_GIVEN TEXT_
····················

BC moves to further automate COVID-19 case reporting

Jan 7 2021, 11:01 pm

BC is making some changes to how it reports daily COVID-19 case data in an effort to streamline the process through further automation.

Dr. Bonnie Henry said they’ve recently completed a process of unifying labs across the province so that positive COVID-19 test results will immediately be fed to the BC Centre for Disease Control.

Previously there was a lag, where lab staff had to report a positive test result to the local health authority, which would start the contact tracing process and notify the BC CDC.

The province will now count each case based on the date the patient tested positive, not the date it was reported to the local health authority.

BC will also begin tracking new COVID-19 cases from midnight to midnight, making each calendar day a new reporting period. Previously, the province tracked new cases from 10 am to 10 am. Henry said that system used to work when numbers were low, but epidemiologists have had to start work at 5 am to reconcile all the data with increasing cases.

····················

_WHAT TO DO_
1. Summarize the article on BC's COVID-19 case reporting changes in two sentences.
2. Resume the article on BC's COVID-19 case reporting changes from the point where it stops.

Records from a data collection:
····················

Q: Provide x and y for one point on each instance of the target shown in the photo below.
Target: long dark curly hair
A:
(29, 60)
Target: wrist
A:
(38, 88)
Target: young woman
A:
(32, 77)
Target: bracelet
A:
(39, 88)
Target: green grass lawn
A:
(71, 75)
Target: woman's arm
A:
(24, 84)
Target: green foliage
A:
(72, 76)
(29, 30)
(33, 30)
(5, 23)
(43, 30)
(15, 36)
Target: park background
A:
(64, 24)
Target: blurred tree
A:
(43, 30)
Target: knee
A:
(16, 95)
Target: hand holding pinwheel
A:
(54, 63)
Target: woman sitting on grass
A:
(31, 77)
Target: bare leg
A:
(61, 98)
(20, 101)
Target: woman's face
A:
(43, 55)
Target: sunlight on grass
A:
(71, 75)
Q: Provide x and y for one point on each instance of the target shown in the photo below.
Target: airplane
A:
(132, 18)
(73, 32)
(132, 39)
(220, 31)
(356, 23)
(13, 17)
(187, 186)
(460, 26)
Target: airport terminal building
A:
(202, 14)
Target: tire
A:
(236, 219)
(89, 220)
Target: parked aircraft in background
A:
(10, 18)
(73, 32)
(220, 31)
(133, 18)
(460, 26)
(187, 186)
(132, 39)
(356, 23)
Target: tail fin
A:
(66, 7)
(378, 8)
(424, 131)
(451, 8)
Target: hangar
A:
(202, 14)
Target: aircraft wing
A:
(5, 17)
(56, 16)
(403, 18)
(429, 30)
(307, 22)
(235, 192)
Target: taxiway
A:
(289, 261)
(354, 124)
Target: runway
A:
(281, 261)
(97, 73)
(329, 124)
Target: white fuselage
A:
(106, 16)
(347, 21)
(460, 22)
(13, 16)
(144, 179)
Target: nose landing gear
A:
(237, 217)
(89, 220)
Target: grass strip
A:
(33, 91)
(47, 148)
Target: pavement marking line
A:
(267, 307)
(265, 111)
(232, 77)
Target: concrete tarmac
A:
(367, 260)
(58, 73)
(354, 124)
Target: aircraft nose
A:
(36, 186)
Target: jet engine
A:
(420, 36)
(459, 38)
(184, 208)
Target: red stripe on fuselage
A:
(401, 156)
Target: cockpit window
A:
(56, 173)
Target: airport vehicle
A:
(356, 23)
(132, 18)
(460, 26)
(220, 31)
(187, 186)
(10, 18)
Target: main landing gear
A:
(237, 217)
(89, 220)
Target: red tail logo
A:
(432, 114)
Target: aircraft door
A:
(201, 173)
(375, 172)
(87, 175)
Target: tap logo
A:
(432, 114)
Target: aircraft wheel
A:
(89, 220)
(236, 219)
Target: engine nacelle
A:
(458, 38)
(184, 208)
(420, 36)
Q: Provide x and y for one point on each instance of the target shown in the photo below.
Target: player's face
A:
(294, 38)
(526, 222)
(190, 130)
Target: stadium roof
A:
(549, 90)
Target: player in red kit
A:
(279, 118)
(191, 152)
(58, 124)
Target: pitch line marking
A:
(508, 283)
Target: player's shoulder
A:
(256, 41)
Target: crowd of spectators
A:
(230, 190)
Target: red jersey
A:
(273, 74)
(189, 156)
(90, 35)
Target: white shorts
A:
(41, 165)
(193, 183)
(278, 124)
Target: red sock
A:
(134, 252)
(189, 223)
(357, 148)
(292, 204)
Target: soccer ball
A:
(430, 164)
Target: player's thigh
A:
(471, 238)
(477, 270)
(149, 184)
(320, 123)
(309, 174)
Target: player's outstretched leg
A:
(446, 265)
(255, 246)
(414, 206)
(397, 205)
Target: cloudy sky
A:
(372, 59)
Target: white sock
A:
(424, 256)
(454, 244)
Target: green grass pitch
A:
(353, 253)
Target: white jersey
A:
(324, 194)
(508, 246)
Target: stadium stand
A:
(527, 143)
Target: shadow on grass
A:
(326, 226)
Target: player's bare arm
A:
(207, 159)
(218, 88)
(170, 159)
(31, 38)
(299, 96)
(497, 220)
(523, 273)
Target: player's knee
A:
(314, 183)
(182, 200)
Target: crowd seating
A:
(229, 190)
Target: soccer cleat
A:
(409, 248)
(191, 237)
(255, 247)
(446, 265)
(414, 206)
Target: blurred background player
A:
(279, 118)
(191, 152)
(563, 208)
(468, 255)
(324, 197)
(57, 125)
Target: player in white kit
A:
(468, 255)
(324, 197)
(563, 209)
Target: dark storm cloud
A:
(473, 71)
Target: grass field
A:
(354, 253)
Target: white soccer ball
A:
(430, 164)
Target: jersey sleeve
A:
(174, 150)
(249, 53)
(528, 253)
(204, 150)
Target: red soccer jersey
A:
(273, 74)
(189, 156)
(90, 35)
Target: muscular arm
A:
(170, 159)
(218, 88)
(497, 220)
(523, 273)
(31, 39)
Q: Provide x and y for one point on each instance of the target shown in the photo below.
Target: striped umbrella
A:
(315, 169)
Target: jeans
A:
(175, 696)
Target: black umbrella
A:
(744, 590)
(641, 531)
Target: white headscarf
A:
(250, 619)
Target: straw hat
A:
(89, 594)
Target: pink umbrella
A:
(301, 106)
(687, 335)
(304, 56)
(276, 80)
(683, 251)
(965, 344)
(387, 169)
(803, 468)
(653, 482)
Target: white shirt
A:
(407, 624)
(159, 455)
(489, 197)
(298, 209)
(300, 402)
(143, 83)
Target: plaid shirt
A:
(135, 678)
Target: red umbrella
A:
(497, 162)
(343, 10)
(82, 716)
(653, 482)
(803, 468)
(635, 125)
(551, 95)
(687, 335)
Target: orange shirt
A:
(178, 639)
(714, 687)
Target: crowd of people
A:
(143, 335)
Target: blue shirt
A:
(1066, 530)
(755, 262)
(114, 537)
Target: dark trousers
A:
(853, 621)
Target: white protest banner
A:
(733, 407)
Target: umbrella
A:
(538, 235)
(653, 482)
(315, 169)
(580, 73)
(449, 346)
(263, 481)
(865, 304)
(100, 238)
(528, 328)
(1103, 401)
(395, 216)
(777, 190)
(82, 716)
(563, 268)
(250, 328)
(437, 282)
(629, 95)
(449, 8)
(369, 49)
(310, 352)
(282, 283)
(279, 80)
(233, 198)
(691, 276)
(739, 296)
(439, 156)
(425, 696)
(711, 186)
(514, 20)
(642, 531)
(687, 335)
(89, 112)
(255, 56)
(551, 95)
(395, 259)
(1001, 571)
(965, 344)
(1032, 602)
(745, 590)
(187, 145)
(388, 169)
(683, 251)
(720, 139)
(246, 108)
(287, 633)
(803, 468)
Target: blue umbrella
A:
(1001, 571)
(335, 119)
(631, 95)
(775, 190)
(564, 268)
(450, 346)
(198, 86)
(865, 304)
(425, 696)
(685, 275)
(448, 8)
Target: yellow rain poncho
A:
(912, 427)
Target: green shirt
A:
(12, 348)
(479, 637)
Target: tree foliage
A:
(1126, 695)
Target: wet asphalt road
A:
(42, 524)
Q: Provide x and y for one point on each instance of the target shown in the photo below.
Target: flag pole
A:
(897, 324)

····················

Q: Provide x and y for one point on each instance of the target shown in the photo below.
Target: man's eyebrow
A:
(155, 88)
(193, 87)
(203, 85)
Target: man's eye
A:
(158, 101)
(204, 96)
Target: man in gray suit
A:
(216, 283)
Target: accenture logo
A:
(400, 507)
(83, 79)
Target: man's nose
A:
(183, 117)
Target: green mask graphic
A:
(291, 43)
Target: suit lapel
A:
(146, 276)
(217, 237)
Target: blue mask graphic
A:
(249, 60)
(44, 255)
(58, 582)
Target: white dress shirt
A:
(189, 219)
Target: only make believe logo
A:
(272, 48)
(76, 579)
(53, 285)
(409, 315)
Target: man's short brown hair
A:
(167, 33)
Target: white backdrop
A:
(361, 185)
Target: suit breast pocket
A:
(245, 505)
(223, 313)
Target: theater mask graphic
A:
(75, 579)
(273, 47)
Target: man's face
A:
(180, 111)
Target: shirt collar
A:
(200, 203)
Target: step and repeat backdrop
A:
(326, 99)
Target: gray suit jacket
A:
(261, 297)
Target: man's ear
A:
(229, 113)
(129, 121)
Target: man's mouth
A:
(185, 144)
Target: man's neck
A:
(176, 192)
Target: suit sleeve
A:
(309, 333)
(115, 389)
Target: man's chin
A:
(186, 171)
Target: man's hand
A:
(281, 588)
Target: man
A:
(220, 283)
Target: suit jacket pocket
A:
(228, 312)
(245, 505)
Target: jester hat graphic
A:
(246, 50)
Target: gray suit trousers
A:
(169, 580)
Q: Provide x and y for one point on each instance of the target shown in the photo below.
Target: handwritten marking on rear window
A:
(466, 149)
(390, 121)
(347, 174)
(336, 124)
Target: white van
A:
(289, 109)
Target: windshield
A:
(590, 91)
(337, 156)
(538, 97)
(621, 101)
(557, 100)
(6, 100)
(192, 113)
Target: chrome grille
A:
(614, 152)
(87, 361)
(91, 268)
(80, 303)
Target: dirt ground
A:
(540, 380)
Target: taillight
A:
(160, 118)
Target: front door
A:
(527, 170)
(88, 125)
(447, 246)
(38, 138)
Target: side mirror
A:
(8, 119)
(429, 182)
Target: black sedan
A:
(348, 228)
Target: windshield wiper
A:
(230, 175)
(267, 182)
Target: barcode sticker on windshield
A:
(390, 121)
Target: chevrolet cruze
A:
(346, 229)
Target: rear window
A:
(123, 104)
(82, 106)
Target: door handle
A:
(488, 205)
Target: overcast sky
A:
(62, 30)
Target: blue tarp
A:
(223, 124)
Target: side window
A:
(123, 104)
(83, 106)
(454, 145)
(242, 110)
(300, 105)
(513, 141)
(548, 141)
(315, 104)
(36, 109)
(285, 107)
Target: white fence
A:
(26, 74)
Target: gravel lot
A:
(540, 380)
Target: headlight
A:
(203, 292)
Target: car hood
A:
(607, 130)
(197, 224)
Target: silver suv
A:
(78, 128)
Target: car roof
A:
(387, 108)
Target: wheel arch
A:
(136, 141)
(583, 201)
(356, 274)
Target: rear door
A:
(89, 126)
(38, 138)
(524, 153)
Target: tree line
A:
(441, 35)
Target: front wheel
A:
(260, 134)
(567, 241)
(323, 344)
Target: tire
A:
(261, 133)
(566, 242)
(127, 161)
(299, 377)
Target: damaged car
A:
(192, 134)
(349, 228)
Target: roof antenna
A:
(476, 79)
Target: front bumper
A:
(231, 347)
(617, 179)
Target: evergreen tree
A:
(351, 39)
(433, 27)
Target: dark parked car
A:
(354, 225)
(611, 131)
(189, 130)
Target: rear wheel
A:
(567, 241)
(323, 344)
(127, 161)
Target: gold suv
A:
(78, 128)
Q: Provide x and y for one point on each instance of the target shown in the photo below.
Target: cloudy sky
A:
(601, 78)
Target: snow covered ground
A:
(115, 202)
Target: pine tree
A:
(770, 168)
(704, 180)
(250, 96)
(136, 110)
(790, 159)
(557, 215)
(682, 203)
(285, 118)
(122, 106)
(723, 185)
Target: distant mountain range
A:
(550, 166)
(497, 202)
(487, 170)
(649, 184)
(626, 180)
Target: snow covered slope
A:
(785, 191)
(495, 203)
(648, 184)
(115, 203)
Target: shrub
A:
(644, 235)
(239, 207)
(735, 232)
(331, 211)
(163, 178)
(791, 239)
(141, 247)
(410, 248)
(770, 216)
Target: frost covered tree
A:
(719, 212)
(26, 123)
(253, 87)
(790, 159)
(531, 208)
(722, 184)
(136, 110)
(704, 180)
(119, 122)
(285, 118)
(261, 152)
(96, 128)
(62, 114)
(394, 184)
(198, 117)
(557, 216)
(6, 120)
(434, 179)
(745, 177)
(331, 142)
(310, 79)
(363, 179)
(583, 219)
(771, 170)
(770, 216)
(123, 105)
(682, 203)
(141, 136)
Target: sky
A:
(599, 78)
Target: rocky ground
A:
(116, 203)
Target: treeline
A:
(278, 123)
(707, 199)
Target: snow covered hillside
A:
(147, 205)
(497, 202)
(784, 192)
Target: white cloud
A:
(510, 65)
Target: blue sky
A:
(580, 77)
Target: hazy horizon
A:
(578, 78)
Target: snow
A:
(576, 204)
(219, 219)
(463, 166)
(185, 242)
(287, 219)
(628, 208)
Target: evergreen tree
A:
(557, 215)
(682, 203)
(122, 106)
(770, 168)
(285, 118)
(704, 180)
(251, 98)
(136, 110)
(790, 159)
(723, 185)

····················

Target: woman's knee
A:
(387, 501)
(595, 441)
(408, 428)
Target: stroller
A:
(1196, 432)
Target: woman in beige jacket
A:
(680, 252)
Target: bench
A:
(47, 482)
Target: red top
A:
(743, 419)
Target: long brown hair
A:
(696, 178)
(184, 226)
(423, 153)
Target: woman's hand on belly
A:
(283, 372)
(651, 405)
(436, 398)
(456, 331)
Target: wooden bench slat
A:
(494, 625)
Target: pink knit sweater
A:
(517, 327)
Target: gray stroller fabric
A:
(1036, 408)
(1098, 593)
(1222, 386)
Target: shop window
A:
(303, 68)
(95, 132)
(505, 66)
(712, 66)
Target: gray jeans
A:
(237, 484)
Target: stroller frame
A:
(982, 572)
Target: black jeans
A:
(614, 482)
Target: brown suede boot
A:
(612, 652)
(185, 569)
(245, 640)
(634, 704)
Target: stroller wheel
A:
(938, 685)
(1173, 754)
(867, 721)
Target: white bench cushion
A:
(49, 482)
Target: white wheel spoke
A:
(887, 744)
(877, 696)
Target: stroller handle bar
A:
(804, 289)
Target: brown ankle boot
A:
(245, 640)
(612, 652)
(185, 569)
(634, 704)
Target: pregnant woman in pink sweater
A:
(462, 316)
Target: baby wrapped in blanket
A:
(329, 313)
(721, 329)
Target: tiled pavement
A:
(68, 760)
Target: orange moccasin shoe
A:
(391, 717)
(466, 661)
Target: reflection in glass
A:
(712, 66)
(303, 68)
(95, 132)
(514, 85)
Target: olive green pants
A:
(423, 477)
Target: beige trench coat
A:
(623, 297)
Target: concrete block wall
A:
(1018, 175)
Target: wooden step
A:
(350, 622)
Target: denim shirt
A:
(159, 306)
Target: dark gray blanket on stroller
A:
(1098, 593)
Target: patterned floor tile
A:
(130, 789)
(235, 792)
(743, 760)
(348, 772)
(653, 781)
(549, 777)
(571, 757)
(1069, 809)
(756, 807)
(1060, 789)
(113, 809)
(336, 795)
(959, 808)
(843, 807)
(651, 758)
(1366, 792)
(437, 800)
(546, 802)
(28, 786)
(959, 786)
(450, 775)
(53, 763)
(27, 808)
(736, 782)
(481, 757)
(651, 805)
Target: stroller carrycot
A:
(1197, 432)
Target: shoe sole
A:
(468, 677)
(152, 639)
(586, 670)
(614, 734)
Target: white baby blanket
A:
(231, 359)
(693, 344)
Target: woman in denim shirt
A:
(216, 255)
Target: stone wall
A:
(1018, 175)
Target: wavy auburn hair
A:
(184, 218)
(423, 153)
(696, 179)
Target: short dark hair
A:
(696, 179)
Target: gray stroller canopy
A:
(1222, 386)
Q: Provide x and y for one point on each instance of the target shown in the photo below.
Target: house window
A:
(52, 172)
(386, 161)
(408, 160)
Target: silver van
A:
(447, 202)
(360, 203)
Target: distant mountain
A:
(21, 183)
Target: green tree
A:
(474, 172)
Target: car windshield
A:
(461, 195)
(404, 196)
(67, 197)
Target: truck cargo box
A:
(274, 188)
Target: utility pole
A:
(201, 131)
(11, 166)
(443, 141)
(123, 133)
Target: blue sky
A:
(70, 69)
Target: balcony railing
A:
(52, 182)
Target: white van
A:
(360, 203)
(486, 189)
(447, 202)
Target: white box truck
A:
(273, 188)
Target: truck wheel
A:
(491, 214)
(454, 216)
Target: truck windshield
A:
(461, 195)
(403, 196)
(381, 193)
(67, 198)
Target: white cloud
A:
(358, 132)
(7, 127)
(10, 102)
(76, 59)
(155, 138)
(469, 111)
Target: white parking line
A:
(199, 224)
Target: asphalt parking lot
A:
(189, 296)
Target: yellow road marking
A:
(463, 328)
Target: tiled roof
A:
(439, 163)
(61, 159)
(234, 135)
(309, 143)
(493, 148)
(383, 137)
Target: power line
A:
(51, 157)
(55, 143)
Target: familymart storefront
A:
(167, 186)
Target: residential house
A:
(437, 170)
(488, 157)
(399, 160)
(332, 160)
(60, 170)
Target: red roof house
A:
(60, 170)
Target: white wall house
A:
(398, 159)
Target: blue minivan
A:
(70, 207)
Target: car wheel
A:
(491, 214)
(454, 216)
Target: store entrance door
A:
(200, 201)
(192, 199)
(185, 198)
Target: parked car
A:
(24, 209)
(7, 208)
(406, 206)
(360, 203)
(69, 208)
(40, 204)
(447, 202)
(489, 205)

····················

_RESULTS FOR EACH TASK_
1. BC is streamlining its daily COVID-19 case reporting through further automation: after unifying labs across the province, positive test results will now go immediately to the BC Centre for Disease Control instead of first passing through local health authorities. Cases will be counted by the date a patient tested positive and tracked from midnight to midnight rather than 10 am to 10 am, and Dr. Bonnie Henry said the old window worked when numbers were low but epidemiologists have had to start at 5 am to reconcile the data as cases rose.

2.
Henry explained tracking COVID-19 cases is an arduous task because labs across the province use different IT systems, and so do the five health authorities.

She hopes this streamlining step will make data reporting easier for staff and the public to understand.

The BC CDC will be retroactively updating its case data from January 1, 2020, to the present so that cases are reported based on test-positive dates. That might change the epidemiological curve slightly, but its essence should stay the same, Henry said.

The data reporting change might lead to elevated case counts this week, but they should stabilize as the province gets used to the new method.